Selected extract ▸
On September 24, 2020, Plaintiff filed the instant action asserting retaliation claims under the Fair Labor Standards Act of 1938 ("FLSA" or "Act"), 29 U.S.C. § 203, and New York Labor Law ("NYLL"). See ECF No. 1. On October 20, 2020, Plaintiff served Defendants with copies of the summons and complaint. Id. ¶ 31. The next day, Ms. Wercberger called Plaintiff on Defendant Levi's behalf. Id. ¶ 32. Ms. Wercberger encouraged Plaintiff to settle the matter in Rabbinical Court, also known as a "beth din." Id. ¶ 32. Once Plaintiff stated she was represented by counsel and was relying upon counsel's advice, Ms. Wercberger allegedly proceeded to threaten Plaintiff by reminding her she had "children to marry off," a social warning suggesting Plaintiff's pursuit of her claims in secular court would result in other people in the community refusing to marry her children. Id. ¶ 32. Indeed, Plaintiff perceived this as a threat intended to dissuade her from continuing the instant action. Id. ¶ 32. On October 22, 2020, Defendant Levi emailed Plaintiff to schedule a time for the parties to appear before the Rabbinical Court. Id. ¶ 33. That same day, Plaintiff's counsel notified Defendants she declined to consent to appear in Rabbinical Court. Id. ¶ 34. Plaintiff's counsel also sent correspondence to Defendants' counsel to cease and desist all forms of harassment and threats as to Plaintiff's standing in her community and informed the Defense Plaintiff had chosen to have the matter adjudicated in federal court. Id. ¶ 34.

On or around November 12, 2020, Defendants instituted a new action in Rabbinical Court. Id. ¶ 35. On November 12, 2020, Plaintiff received a summons from the Rabbinical Court requiring Plaintiff to appear on November 19, 2020. Id. ¶ 36. The summons stated in part:

NOTE: In regard to the charges brought against the plaintiff in the secular courts. The plaintiff is willing and ready to discuss all claims and arguments between you at any Beit Din accepted by both parties. Therefore, here in the name of Beit Din with WARNING OF BEIT DIN according to Jewish law "Jewish individuals are forbidden to litigate in secular courts without consent of Beit Din" as the severity of this explained in (Source provided), and the remnants of Israel will not do an unjust act.

Id. ¶ 37. Plaintiff alleges this language was intended to intimidate Plaintiff from pursuing her FLSA and NYLL claims in federal court, and she further alleges it constitutes "per se retaliation for Plaintiff engaging in protected activity under the FLSA and the NYLL by filing the Complaint in federal court." Id. ¶ 38.

Dataset records ▸
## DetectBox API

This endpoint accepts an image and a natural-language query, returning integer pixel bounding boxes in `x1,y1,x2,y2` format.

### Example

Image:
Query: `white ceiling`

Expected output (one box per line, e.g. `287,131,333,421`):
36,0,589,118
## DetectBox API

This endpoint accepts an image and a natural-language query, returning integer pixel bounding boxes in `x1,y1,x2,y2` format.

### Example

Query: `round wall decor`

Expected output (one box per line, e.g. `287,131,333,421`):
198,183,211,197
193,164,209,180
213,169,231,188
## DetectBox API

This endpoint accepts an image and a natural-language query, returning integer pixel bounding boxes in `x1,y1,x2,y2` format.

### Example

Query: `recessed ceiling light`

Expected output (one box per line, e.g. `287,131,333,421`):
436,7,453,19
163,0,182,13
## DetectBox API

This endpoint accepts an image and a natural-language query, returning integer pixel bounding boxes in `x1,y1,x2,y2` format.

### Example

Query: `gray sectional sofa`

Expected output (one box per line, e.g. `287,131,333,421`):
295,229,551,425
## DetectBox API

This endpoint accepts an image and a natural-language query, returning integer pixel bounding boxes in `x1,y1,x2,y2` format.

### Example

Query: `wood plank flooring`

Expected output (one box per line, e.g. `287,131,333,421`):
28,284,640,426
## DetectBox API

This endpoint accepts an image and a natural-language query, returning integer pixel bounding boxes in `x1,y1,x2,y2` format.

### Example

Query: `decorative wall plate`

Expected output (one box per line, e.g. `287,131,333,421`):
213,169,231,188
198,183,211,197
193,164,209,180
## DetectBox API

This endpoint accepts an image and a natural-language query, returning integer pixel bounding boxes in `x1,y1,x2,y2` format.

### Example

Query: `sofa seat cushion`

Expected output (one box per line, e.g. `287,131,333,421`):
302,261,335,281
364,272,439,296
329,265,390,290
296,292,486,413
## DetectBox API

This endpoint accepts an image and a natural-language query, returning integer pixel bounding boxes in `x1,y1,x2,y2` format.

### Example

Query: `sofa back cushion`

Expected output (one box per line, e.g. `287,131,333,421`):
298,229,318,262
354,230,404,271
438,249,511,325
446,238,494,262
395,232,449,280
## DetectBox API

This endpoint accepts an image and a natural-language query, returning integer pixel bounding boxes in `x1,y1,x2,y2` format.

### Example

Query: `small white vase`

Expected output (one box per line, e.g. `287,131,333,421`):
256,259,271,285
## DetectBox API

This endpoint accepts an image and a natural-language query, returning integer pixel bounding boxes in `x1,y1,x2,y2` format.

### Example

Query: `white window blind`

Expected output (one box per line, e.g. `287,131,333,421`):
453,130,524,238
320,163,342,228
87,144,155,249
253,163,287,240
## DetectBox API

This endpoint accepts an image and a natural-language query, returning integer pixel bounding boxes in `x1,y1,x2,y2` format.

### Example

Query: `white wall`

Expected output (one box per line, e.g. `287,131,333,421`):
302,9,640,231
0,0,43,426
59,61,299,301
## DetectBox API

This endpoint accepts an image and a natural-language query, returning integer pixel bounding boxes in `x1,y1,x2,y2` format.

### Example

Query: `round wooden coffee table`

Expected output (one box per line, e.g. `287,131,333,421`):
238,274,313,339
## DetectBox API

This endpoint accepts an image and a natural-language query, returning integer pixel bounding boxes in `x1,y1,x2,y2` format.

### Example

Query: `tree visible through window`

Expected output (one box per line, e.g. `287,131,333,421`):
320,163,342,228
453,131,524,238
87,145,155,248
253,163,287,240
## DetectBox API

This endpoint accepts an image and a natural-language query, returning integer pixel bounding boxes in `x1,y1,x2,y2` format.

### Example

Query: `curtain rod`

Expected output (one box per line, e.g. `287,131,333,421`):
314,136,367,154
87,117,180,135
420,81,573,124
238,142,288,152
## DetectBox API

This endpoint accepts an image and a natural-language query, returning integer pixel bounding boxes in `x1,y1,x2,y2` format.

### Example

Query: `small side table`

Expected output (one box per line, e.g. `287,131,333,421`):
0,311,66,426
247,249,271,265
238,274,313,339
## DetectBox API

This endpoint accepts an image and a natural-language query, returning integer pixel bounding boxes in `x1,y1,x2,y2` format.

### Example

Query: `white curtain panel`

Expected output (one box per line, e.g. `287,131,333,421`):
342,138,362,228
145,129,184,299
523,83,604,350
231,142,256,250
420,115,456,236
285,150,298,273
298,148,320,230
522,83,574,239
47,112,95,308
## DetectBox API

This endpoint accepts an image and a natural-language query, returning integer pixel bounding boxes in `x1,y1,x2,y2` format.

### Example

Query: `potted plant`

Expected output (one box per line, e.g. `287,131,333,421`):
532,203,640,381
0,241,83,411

Problem to solve ▸
Write out the stretch of the court excerpt from "NOTE: In regard" through "an unjust act.", word for word. The records are separate material and have no connection to the court excerpt.

Written answer ▸
NOTE: In regard to the charges brought against the plaintiff in the secular courts. The plaintiff is willing and ready to discuss all claims and arguments between you at any Beit Din accepted by both parties. Therefore, here in the name of Beit Din with WARNING OF BEIT DIN according to Jewish law "Jewish individuals are forbidden to litigate in secular courts without consent of Beit Din" as the severity of this explained in (Source provided), and the remnants of Israel will not do an unjust act.